Carolynne Willey (née Good; born 5 August 1980) is a British singer-songwriter, actress and former model from Leeds, England. She is a founding member of the Carolynne Good Band, based in Leeds and London. She is best known for finishing in third place on the second series of the BBC singing competition Fame Academy in 2003. In 2011, Willey was a contestant on The X Factor and made it to the judges' houses' stage of the competition. She returned to the show the following series in 2012 and made it to the live shows, but was eliminated after the first live show following a sing-off against Rylan Clark.

Early and personal life
Carolynne Good was born in Leeds, Yorkshire. She attended Pudsey Grangefield High School.

She was previously married to footballer David Poole. In August 2015, Good announced that she was in a relationship with England cricketer David Willey, whom she married in November 2016.

Singing career

1998–2001: Early career
Poole's early musical influences included The Eagles, U2, The Carpenters, and Mary Chapin Carpenter. In 1998, having moved from Leeds to London to pursue a career as a singer-songwriter, she was one of the final 15 in auditions for S Club 7, along with Pop Idol contestant Zoe Birkett. The following year, Poole joined and fronted a five-member country music band, with which she toured the UK. In 2001, she signed her first publishing contract with BMG Music Publishing. In 2000, she continued to develop her songwriting talents in the UK and Europe. She split most of her time between London and Stockholm, writing for other recording artists, writing and recording with different songwriters and producers.

● Directions:
a: In the Carolynne Willey biography, which high school did she attend?
b: Extend the Carolynne Willey biography, picking up after its last sentence.
The rows have no connection to the Carolynne Willey biography.

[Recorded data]
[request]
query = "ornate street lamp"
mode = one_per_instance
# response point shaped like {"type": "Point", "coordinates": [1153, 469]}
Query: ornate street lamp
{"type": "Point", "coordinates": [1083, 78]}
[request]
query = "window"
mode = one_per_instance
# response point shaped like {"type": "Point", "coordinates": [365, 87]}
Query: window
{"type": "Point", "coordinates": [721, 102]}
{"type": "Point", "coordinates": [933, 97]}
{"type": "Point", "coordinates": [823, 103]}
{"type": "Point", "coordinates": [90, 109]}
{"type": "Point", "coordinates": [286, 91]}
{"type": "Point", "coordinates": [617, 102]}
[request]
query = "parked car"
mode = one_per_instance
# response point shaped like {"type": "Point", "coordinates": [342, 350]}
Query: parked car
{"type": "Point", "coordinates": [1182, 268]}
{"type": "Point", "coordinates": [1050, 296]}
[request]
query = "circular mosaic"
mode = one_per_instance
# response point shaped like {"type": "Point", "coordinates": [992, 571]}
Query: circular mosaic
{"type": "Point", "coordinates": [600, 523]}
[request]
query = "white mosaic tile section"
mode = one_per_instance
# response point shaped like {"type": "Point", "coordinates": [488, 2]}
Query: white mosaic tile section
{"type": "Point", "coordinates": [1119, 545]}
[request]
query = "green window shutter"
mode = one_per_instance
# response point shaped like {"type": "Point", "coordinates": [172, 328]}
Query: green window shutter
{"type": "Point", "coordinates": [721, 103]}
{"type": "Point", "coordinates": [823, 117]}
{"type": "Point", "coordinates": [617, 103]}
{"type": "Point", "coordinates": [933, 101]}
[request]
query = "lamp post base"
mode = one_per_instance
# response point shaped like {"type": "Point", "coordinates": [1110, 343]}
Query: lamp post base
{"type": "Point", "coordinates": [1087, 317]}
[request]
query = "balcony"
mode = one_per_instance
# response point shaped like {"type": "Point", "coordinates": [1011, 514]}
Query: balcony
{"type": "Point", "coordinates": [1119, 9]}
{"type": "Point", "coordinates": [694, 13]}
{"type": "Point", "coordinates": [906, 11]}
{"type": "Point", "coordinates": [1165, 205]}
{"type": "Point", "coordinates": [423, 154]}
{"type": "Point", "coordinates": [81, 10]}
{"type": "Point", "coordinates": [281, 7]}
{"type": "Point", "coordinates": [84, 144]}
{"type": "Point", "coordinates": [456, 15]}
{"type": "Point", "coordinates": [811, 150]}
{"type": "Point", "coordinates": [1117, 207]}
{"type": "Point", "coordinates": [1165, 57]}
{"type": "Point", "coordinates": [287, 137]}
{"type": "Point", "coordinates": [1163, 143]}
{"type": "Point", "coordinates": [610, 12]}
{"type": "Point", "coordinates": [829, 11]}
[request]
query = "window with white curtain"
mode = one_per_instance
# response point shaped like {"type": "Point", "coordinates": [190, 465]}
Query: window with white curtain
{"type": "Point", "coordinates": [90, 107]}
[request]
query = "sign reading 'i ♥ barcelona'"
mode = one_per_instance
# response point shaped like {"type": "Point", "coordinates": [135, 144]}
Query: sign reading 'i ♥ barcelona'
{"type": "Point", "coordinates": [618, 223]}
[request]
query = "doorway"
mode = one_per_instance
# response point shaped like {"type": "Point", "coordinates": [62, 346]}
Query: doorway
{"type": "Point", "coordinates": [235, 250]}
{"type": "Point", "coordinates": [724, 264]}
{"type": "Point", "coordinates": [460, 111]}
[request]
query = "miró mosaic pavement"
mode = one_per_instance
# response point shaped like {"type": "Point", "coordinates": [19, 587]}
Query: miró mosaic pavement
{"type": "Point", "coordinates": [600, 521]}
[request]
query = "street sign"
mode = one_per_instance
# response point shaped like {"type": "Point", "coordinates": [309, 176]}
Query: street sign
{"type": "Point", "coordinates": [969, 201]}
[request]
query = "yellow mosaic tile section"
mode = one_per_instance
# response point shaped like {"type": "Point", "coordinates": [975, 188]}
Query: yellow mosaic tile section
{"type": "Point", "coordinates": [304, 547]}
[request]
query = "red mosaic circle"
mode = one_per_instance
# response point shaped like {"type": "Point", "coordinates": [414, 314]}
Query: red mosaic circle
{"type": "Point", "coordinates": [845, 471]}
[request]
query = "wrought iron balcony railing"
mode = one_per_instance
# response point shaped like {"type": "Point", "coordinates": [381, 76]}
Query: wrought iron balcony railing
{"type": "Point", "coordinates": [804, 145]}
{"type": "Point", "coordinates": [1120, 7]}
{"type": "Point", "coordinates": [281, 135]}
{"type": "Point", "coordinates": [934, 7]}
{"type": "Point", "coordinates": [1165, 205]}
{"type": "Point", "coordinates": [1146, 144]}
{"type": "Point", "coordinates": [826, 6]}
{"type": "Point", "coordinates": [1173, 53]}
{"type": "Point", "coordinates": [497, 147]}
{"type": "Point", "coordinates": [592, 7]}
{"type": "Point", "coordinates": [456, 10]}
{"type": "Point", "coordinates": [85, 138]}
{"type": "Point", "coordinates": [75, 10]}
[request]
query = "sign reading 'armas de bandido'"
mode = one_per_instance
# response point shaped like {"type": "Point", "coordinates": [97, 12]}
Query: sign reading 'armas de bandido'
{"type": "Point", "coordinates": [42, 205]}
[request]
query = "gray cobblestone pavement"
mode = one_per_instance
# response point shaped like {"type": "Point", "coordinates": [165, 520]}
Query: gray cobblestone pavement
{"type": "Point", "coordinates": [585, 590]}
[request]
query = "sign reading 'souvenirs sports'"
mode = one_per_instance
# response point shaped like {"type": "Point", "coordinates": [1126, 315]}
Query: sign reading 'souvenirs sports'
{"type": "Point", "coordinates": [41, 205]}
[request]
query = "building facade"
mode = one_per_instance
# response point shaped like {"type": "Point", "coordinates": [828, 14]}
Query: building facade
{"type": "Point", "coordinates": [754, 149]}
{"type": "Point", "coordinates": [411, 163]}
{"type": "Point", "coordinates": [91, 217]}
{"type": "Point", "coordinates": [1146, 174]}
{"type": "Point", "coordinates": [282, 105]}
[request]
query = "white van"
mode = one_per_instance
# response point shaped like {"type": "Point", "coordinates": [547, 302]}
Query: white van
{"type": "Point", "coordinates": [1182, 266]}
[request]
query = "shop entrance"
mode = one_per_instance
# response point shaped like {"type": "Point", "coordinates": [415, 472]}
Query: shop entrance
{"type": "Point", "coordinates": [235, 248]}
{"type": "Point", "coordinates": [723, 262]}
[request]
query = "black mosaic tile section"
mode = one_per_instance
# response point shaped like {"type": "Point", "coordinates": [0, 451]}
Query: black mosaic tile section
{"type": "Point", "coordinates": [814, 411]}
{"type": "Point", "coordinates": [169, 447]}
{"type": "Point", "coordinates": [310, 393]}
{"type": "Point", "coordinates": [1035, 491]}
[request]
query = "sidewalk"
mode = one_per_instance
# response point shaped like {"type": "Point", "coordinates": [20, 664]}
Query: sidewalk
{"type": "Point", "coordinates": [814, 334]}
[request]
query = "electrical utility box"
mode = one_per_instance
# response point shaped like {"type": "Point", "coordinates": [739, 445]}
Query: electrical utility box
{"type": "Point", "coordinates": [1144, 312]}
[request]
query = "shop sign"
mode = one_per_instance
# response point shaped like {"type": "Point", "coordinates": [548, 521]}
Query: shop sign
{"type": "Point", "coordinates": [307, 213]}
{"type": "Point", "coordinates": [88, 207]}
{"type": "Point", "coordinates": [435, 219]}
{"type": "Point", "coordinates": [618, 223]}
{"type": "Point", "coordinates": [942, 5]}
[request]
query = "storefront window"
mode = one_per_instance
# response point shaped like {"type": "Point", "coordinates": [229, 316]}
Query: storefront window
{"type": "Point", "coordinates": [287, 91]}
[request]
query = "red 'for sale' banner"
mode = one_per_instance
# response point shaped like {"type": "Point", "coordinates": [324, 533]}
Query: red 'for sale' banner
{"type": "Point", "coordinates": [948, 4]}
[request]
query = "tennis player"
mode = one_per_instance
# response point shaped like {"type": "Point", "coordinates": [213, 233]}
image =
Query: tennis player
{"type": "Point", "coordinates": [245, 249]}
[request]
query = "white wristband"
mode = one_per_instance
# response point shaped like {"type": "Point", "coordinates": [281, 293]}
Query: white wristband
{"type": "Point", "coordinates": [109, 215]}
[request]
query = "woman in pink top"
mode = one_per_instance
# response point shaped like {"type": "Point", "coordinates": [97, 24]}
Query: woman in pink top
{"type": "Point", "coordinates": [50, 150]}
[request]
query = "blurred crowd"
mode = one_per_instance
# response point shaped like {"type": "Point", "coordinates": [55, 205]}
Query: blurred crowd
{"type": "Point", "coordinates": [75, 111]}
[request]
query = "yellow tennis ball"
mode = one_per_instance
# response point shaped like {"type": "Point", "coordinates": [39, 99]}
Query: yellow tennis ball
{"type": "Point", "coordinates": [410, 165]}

● Answers to each task:
a: Pudsey Grangefield High School.

b:
2003–05: Fame Academy, songwriting and touring
In 2003, Poole appeared in the second series of the BBC's singing competition Fame Academy, in which she reached the final. A song she co-wrote with fellow contestants Alex Parks and James Fox, titled "Not Your Average Kind of Girl", was included on Parks' 2003 debut album Introduction. The album reached number 5 on the UK Albums Chart and has since been classified 2x Platinum in the UK, and gold in six other countries including Italy, Greece, Germany, and Australia.

Poole spent 2004 continuing to writing songs, and in the next year toured the UK with Tony Christie. Under the wing of Christie's Amarillo Music, she co-wrote new material and formed the Carolynne Good Band in 2005 with songwriter/bassist Don Rogers, drummer Sean Fitzgerald, guitarists Alex Rogers and Alex Sharman from the London-based band Starling, and keyboard player Maki. The band described their sound as "a mixture of classic singer-songwriter melodies with a country flavour."

2011–12: The X Factor

In 2011, Poole auditioned for the eighth series of The X Factor. She reached the "judges' houses" stage, where Louis Walsh was her mentor in the "over 25s" category, but failed to progress through to the live shows, with Walsh instead choosing Johnny Robinson, Kitty Brucknell, Jonjo Kerr and Goldie Cheung (who later dropped out and was replaced by Sami Brookes).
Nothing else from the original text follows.